■ INPUT RECORDS:
= = = =

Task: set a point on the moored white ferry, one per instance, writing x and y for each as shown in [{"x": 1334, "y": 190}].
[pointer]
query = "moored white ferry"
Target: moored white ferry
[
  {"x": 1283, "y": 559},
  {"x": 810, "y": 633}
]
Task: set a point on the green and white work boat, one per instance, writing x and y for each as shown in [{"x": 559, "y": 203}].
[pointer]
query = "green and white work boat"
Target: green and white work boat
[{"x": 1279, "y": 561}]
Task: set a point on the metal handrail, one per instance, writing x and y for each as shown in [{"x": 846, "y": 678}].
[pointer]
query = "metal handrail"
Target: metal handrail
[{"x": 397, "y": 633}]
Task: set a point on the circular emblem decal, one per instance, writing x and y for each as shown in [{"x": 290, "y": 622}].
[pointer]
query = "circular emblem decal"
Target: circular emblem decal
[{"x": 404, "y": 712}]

= = = =

Can you copy out every one of the records above word for word, with no changes?

■ FULL RESPONSE:
Task: set a point on the moored white ferry, one per instance, writing x and y for each as shown in [{"x": 1334, "y": 190}].
[pointer]
query = "moored white ferry"
Target: moored white ferry
[
  {"x": 1283, "y": 559},
  {"x": 810, "y": 633}
]
Task: set a point on the green and white work boat, one per instance, writing x and y for each as shown in [{"x": 559, "y": 203}].
[pointer]
query = "green and white work boat"
Target: green and white work boat
[{"x": 1279, "y": 561}]
Task: set a point on the metal handrail, one per instance, writing x and y for each as shown in [{"x": 846, "y": 678}].
[pointer]
query = "metal handrail"
Target: metal handrail
[{"x": 397, "y": 633}]
Task: set a point on the circular emblem decal, one per instance, writing x and y for each as shown in [{"x": 290, "y": 622}].
[pointer]
query = "circular emblem decal"
Target: circular emblem decal
[{"x": 404, "y": 712}]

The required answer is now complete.